▶ Extract
04-using-github-with-the-platform.Rmd

# Using Github with the platform{#github}

Before you can use Github with R Studio or Jupyter, you need to connect them together by creating an 'ssh key'.  Full guidance is [here](https://moj-analytical-services.github.io/platform_user_guidance/introduction.html#configure-git-and-github)

Github enables you to collaborate with colleagues on code and share you work with them. It puts your code in a centralised, searchable place. It enables easier and more robust approaches to quality assurance, and it enables you to version control your work.  More information about the benefits of Github can be found [here](https://moj-analytical-services.github.io/platform_user_guidance/annexes.html#what-are-the-benefits-of-github-and-why-do-we-recommend-it).

If you are new to Git and Github, it is worth clarifying the difference between Git and Git**hub**. Git is the software that looks after the version control of code, whereas Github is the website on which you publish and share your version controlled code. In practice this means you use Git to track versions of your code, and then submit those changes to Github.

This guide provides a step-by-step guide of how to create a GitHub project repo, followed by how to sync with it in R Studio and Jupyter.  You can find more in-depth Git training resources [here](https://moj-analytical-services.github.io/platform_user_guidance/using-github-with-r-studio.html#git-training-resources)

Note:  If any of the animated gifs below do not display correctly, try a different web browser e.g. Microsoft Edge, which is installed on your DOM1 machine.

## Creating your project repo on GitHub

### Step 1 - Create a new project repo in the moj-analytical-services Github page

A GitHub 'repo' (short for 'repository') is conceptually similar to setting up a project folder on the DOM1 shared drive to save your work, and share it with others. The files in this Github repo represent the definitive version of the project. Everyone who works on the project makes contributions to this definitive version from their personal versions.

Note that if you want to contribute to an existing project, you can skip this step.

In your web browser go to `github.com` and make sure you're signed in.

Once signed in, go to the MoJ Analytical Services homepage at https://github.com/moj-analytical-services/

Then follow the steps in this gif to create a new repository.

![create repo](images/github/create_repo.gif)

Notes:

* Leave your repository 'private' for now - the default setting.  In the next step you will add access to colleagues and possibly make it 'public' (on the internet).

* Make sure the owner is set to 'moj-analytical-services'.  This is the default setting, so long as you have clicked on 'New' from the https://github.com/moj-analytical-services homepage.

▶ Tasks to perform
A - According to the GitHub guide, what should the owner of a new repository be set to?
B - Carry on writing the GitHub guide from the point at which it stops.
The data placed after the GitHub guide can be set aside.

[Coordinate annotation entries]
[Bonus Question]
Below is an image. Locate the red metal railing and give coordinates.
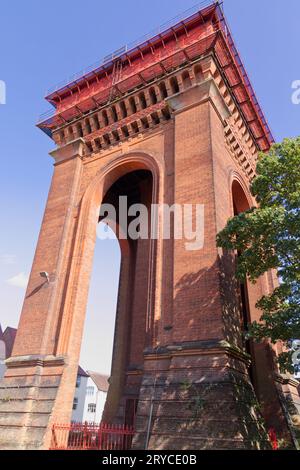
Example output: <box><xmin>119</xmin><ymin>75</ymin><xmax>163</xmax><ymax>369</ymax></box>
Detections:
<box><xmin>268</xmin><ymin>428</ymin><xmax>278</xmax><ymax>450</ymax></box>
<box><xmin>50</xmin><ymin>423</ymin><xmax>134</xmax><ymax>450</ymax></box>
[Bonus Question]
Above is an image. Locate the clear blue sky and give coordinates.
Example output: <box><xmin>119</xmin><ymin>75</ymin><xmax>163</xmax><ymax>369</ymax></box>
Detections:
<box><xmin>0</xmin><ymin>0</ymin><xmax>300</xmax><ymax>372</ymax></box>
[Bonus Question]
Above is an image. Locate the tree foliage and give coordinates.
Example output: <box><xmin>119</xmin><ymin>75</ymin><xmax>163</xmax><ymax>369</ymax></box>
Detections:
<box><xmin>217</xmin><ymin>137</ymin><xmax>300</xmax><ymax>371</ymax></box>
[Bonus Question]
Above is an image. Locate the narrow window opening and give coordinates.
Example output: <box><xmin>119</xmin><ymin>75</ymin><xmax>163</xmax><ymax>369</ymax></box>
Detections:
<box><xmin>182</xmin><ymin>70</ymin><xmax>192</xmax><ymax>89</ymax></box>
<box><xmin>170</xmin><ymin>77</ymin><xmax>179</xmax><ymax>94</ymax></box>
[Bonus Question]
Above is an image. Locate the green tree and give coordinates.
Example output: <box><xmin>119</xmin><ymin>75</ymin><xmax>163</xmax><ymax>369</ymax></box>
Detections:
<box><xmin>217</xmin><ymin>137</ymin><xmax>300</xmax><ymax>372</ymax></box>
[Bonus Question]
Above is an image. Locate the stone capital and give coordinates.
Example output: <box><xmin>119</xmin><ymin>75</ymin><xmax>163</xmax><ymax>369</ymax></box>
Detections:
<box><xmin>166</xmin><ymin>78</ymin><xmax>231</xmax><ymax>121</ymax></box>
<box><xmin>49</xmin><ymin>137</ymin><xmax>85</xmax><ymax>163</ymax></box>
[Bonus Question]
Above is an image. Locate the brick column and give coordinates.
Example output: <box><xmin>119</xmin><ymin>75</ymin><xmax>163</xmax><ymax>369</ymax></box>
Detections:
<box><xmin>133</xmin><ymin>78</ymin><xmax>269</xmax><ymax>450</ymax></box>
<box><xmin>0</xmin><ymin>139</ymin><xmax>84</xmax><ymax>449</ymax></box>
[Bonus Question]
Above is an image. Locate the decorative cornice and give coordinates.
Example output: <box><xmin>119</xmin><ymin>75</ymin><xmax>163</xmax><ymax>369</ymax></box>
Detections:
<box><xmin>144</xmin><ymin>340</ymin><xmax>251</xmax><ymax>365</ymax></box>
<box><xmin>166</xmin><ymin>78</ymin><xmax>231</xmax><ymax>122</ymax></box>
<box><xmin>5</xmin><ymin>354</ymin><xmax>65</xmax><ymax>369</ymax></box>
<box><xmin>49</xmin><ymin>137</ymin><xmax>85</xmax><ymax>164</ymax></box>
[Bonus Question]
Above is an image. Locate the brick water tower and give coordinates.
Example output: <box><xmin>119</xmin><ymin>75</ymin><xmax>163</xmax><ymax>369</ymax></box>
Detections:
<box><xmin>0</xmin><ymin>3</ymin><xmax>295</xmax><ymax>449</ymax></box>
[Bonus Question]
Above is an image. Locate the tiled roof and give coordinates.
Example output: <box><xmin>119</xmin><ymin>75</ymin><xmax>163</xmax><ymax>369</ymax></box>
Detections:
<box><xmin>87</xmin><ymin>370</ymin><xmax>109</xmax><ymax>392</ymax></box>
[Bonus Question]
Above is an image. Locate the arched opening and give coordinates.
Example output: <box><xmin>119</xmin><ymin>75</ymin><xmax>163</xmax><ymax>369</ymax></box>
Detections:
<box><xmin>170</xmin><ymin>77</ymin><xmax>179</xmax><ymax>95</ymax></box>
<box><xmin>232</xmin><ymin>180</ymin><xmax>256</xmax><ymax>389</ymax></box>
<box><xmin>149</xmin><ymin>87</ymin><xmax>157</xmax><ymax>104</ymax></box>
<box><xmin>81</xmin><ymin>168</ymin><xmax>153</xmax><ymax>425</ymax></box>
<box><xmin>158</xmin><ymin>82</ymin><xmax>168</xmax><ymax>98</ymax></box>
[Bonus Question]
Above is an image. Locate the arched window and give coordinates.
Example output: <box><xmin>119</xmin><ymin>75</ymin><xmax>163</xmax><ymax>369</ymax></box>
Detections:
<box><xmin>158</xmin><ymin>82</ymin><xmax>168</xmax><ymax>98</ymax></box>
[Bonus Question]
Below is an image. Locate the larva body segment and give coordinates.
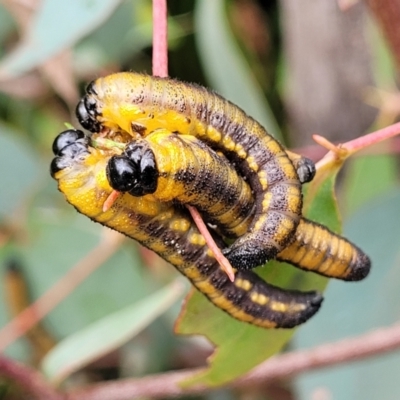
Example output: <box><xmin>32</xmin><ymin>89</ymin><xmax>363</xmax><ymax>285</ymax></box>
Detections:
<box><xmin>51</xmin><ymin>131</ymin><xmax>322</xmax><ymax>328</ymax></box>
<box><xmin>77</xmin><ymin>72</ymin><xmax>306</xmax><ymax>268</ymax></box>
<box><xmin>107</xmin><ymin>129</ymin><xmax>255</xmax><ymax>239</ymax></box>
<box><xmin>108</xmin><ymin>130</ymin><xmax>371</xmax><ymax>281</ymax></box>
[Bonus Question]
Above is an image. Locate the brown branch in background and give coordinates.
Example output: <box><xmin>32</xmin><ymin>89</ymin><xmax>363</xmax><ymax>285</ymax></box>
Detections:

▶ Responses for each task
A - The owner should be set to 'moj-analytical-services'.

B -
### Step 2:  Navigate to your new Repository on GitHub to decide who can see your code

Try to be as open as possible about who can view your code. Go to the Settings section of your repository (top right of the repository's homepage) and then click on Collaborators & Teams on the left hand side panel. From there you can then decide on one of the four options below. They start with the most private all the way to completely public code:

1. PRIVATE: Leave the default setting of your repository so it's only visible to you as the creator.
2. YOUR TEAM: Can the code be shared within your team? If so, add your team to the repository.
3. ALL PLATFORM USERS: Can the code be shared with all Analytical Platform users?  If so, add the ‘everyone’ team to the repository.
4. PUBLIC: Can the code be public?  If so, make it a public repository. To do this, click on the 'Options' section of the Settings, then scroll down to the 'Danger Zone' area that has a 'Make public' button.

We find that for most of our work, there’s no reason not to add the ‘+everyone’ team of all Analytical Platform users with read access to the code. This is possible as sensitive datasets are not stored in Github. By making code more open (either internally or publicly), users can start to get much more value of out the extremely powerful code search in GitHub.

Warning: Repos should contain **no passwords/secrets and no data** (apart from small reference tables) - this is particulary important for public repos, but applies to private ones too. And remember that GitHub shows the *full history* of files and changes in your repo, so removing these things requires special effort.

For more info, see: [Choosing public or private repos](#public-or-private-repos)

Notes:

* you can add one or more teams to a repository, each with different permissions. For example, your team could have write privileges, but the ‘everyone’ team could be read only.

## R Studio

Here's how you can sync with your new GitHub repo in R Studio.

### Step 1:  Navigate to your platform R Studio and make a copy of the Github project in your R Studio

In this step, we create a copy of the definitive GitHub project in your personal R Studio workspace.  This means you have a version of the project which you can work on and change.

Follow the steps in this gif:

![clone repo](images/github/clone_repo.gif)

Notes:

* When you copy the link to the repo from Github, ensure you use the ssh link, which start `git@github.com` as opposed to the https one, which start `https://github.com/`

### Step 2: Edit your files, track them using Git, and sync ('push') changes to Github

Edit your files as usual using R Studio.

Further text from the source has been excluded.